WHAT IS NEEDED: Repeat each line of the material below exactly as it appears, minus any pictures.

[Pointing records]
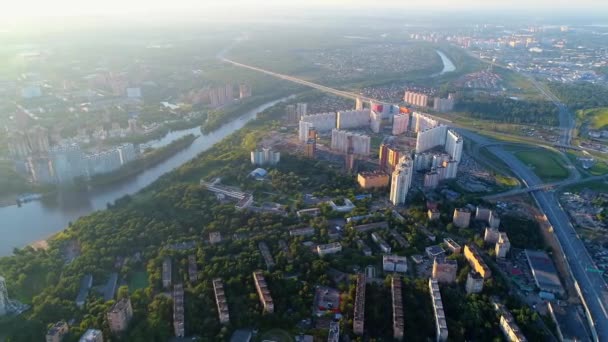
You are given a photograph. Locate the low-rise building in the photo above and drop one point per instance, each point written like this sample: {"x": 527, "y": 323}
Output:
{"x": 462, "y": 217}
{"x": 434, "y": 251}
{"x": 329, "y": 248}
{"x": 441, "y": 326}
{"x": 444, "y": 270}
{"x": 474, "y": 283}
{"x": 502, "y": 245}
{"x": 120, "y": 315}
{"x": 476, "y": 261}
{"x": 359, "y": 312}
{"x": 373, "y": 179}
{"x": 398, "y": 322}
{"x": 92, "y": 335}
{"x": 220, "y": 301}
{"x": 452, "y": 245}
{"x": 394, "y": 263}
{"x": 57, "y": 332}
{"x": 263, "y": 292}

EXERCISE SOLUTION:
You are given a photograph. Locate the low-rise building in the photo above and drop one point per instance, each point written like this sample: {"x": 527, "y": 323}
Output:
{"x": 462, "y": 217}
{"x": 434, "y": 251}
{"x": 329, "y": 248}
{"x": 441, "y": 326}
{"x": 444, "y": 270}
{"x": 474, "y": 283}
{"x": 502, "y": 245}
{"x": 120, "y": 315}
{"x": 476, "y": 261}
{"x": 359, "y": 312}
{"x": 373, "y": 179}
{"x": 398, "y": 322}
{"x": 92, "y": 335}
{"x": 220, "y": 301}
{"x": 452, "y": 245}
{"x": 394, "y": 263}
{"x": 57, "y": 332}
{"x": 263, "y": 292}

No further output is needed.